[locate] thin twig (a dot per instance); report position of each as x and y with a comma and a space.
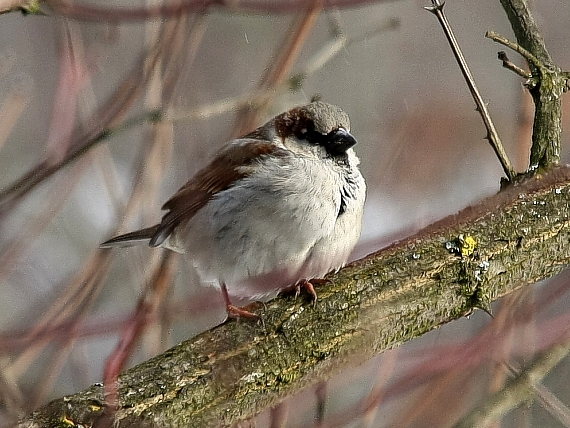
492, 135
507, 63
515, 47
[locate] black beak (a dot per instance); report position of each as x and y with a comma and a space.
339, 141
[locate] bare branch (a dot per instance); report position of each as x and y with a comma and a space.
492, 135
234, 371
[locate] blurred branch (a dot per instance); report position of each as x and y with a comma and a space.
524, 387
174, 9
276, 72
27, 7
237, 369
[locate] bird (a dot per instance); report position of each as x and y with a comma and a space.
275, 209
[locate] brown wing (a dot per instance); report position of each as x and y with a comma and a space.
227, 168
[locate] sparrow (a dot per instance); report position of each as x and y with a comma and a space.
276, 209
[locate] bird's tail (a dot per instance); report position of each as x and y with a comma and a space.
132, 238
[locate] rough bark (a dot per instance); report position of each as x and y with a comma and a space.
236, 370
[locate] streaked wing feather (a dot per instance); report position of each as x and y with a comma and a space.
227, 168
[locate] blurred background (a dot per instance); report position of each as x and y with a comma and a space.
219, 73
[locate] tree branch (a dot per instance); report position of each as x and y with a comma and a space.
235, 370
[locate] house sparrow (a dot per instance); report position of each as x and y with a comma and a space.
274, 209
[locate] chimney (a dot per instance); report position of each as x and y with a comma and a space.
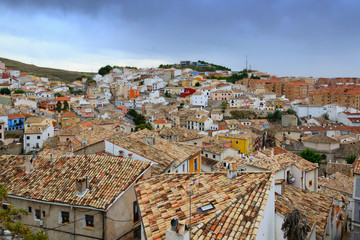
121, 153
280, 186
81, 186
29, 167
145, 139
232, 171
178, 230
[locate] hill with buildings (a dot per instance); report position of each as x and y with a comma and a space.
52, 73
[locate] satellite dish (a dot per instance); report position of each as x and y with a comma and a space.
174, 224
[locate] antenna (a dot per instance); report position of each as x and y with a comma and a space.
192, 189
246, 64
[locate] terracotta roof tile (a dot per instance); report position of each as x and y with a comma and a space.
108, 178
238, 204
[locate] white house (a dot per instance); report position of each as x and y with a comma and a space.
309, 111
26, 102
199, 99
36, 135
199, 123
349, 119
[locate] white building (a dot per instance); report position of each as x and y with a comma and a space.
309, 111
36, 135
199, 99
199, 123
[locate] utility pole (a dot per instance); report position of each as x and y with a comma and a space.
246, 64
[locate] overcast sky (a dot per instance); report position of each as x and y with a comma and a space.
282, 37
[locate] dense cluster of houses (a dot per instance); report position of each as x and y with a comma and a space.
75, 158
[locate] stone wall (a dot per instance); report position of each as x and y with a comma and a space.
11, 149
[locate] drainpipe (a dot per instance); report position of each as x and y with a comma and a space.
104, 216
74, 223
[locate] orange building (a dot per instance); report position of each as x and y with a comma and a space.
133, 93
344, 95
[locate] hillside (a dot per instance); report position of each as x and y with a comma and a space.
52, 73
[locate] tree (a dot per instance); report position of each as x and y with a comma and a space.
9, 220
6, 91
311, 155
167, 94
18, 91
66, 105
105, 70
58, 106
90, 80
325, 116
223, 106
143, 126
295, 226
351, 159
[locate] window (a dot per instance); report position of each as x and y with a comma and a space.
136, 211
89, 221
37, 214
65, 216
196, 164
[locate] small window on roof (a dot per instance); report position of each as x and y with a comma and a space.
206, 207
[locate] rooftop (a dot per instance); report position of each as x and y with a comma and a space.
108, 177
315, 206
319, 138
338, 182
240, 200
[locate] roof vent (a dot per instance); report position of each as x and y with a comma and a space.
178, 230
81, 186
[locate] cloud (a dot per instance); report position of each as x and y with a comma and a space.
279, 36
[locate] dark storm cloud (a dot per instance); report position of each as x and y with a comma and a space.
283, 36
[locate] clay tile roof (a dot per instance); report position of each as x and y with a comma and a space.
238, 204
280, 161
68, 114
319, 138
13, 116
108, 177
62, 99
314, 206
356, 165
161, 121
35, 119
332, 167
35, 129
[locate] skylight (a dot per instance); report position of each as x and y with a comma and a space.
207, 207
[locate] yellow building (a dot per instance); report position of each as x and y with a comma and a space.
30, 121
279, 104
195, 163
68, 119
241, 142
160, 123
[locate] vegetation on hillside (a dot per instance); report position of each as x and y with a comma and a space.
295, 226
311, 155
351, 159
10, 220
51, 73
209, 68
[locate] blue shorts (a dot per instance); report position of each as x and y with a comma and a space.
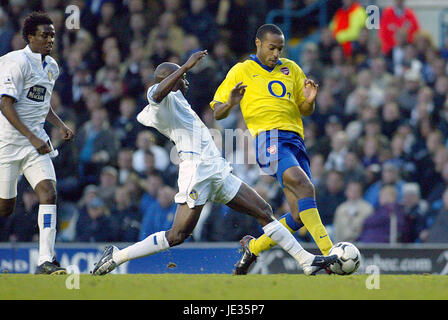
278, 150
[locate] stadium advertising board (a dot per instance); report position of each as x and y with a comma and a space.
220, 258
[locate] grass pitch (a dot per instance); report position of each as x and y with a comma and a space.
221, 287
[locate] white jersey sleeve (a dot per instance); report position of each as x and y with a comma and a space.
12, 79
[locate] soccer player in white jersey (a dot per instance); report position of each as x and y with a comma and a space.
27, 78
203, 175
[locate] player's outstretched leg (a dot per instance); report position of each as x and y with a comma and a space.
46, 192
247, 257
248, 201
106, 263
184, 222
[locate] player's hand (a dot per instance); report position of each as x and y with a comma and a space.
41, 146
237, 94
310, 90
67, 133
194, 58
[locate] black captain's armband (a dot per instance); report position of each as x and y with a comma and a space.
37, 93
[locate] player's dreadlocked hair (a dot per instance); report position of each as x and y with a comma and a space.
31, 22
268, 28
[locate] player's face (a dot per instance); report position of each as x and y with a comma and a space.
183, 84
43, 40
270, 48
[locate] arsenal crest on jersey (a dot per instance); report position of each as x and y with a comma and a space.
272, 149
285, 70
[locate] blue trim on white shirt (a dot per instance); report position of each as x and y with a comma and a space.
265, 67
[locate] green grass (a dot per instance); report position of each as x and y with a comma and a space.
223, 287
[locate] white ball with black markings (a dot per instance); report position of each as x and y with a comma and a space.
349, 258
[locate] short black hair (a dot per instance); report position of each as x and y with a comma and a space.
31, 22
268, 28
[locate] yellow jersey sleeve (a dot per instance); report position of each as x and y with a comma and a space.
273, 97
300, 80
223, 91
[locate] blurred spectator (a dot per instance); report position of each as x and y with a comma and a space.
124, 163
339, 149
330, 196
201, 23
151, 185
66, 164
350, 215
94, 223
347, 23
126, 126
388, 224
326, 44
239, 19
437, 231
168, 28
6, 33
317, 167
159, 215
96, 145
146, 142
126, 217
415, 209
160, 51
434, 197
108, 185
393, 19
132, 68
224, 59
353, 168
310, 63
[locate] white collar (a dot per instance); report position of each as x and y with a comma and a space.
34, 55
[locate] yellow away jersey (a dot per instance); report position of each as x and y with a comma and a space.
272, 98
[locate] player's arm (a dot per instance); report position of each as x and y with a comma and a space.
310, 90
10, 113
167, 84
54, 119
222, 110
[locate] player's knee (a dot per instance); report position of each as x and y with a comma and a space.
48, 196
6, 208
299, 186
175, 238
266, 214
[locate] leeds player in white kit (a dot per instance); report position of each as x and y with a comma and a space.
203, 176
27, 78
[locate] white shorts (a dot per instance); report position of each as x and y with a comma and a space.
200, 181
16, 160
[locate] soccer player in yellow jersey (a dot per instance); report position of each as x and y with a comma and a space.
275, 95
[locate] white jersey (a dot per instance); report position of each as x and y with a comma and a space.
174, 118
30, 81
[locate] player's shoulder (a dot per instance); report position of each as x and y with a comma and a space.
17, 57
291, 64
52, 61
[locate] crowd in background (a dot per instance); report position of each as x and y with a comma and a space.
376, 142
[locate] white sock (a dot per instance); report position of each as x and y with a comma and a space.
277, 232
152, 244
46, 220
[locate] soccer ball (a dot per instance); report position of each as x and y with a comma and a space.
349, 258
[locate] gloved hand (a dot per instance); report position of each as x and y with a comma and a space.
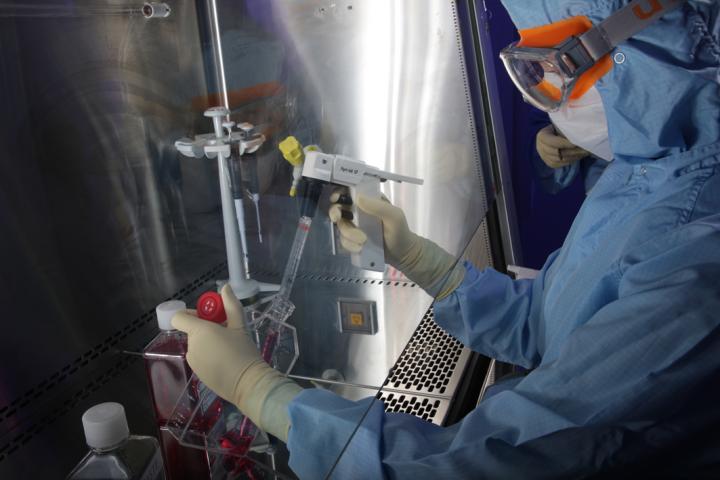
556, 150
229, 363
420, 259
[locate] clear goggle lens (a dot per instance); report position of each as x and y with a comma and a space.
538, 78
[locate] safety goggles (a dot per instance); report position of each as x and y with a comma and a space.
556, 63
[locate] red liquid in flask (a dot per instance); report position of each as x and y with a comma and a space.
168, 375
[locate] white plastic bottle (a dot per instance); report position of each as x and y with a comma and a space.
114, 453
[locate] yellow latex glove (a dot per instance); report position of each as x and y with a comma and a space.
228, 362
556, 150
420, 259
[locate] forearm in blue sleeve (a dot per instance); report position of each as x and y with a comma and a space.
495, 315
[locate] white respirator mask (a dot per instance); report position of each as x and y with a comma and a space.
583, 122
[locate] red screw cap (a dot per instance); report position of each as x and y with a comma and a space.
211, 308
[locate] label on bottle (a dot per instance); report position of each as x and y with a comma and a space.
155, 469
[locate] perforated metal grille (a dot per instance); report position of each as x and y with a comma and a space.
427, 373
430, 409
429, 361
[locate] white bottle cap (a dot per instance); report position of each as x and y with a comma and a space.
165, 312
105, 425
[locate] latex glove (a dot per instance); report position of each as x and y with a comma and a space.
228, 362
420, 259
556, 150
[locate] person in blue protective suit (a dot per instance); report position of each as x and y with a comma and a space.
620, 330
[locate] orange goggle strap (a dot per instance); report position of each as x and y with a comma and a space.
552, 35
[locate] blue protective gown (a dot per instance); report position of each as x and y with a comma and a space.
621, 327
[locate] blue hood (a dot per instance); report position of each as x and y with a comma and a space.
665, 97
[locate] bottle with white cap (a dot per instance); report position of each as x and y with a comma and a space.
114, 453
167, 370
168, 374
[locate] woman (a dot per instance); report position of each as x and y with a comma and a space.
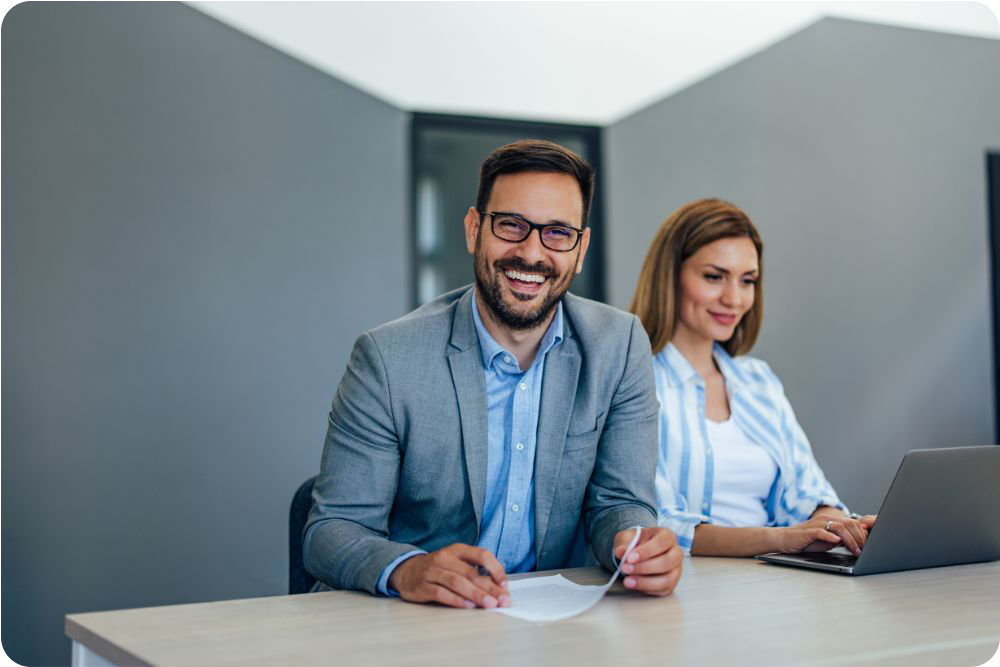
736, 475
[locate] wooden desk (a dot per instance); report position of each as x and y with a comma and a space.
725, 611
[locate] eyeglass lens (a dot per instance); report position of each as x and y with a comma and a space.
554, 237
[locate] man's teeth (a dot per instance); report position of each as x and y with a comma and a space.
525, 277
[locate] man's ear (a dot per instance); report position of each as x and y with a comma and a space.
584, 244
471, 229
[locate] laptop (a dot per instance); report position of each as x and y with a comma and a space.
943, 508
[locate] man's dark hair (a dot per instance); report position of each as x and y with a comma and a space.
535, 155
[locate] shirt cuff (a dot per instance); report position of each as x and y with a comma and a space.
383, 580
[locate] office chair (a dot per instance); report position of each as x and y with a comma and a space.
299, 580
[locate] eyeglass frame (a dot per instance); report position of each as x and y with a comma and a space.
532, 226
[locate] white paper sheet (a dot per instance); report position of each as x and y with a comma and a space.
555, 598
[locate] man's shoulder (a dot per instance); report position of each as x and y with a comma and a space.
429, 322
597, 323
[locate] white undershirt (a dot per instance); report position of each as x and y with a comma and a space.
742, 477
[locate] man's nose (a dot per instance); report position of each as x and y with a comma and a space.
531, 249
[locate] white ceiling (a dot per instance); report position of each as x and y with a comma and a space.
568, 61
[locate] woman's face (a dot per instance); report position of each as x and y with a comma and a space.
717, 287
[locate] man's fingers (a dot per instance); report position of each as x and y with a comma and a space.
441, 595
622, 540
660, 564
655, 585
463, 587
482, 558
659, 543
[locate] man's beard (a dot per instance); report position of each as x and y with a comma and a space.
492, 291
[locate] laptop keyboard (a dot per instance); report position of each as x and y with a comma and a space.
830, 558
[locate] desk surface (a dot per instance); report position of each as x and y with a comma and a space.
724, 611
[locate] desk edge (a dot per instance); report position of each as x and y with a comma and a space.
106, 649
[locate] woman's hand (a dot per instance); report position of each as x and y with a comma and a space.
823, 532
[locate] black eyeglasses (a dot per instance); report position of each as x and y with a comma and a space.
514, 228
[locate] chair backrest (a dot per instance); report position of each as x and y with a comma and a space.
299, 580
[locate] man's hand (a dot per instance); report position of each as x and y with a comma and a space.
654, 566
450, 576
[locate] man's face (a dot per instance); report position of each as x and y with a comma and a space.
520, 283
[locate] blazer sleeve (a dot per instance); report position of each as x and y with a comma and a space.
346, 541
620, 492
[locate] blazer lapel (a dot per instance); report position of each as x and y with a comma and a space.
466, 364
562, 370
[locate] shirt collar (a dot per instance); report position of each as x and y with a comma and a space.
491, 349
680, 371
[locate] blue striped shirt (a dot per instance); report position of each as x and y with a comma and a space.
684, 473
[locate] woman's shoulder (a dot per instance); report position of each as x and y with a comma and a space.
755, 373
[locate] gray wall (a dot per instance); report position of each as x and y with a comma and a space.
196, 227
858, 150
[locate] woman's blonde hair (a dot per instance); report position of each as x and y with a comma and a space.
687, 230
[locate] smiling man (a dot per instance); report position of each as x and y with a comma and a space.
502, 427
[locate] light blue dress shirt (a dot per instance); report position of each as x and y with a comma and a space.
685, 471
513, 398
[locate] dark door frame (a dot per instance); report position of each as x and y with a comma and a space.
993, 214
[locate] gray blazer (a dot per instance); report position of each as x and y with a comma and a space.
404, 464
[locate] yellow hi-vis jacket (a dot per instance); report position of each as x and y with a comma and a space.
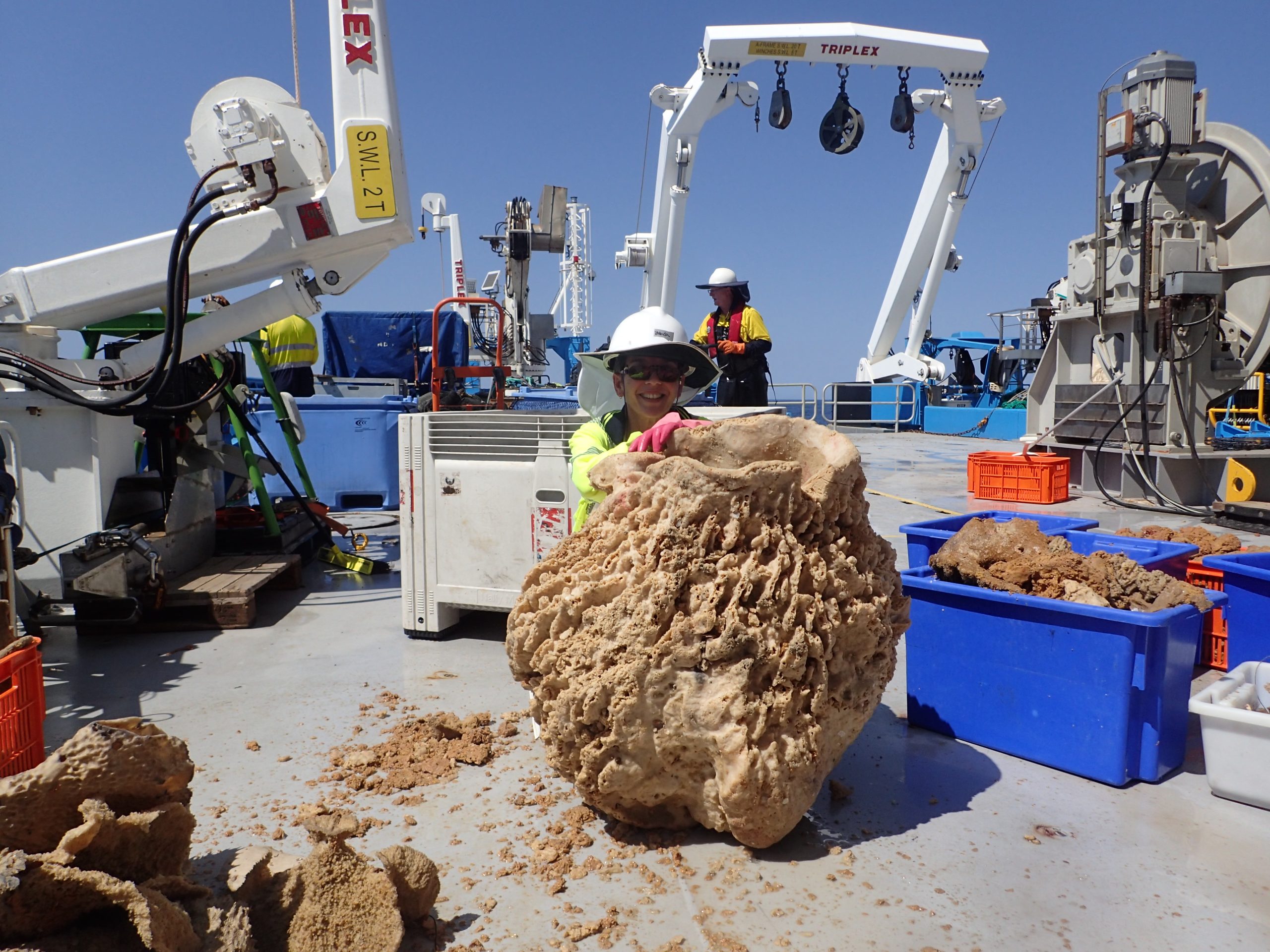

========================================

## WHAT THE TASK ASKS:
Which lines in the records above contain the word "wing"? Copy each of them in full.

## TASK OUTPUT:
[locate] brown wing (a dot per instance); report position of each as x and y with a comma and a space.
[locate] streaked wing feather (a dot per instance); report position of each as x and y with a comma and a space.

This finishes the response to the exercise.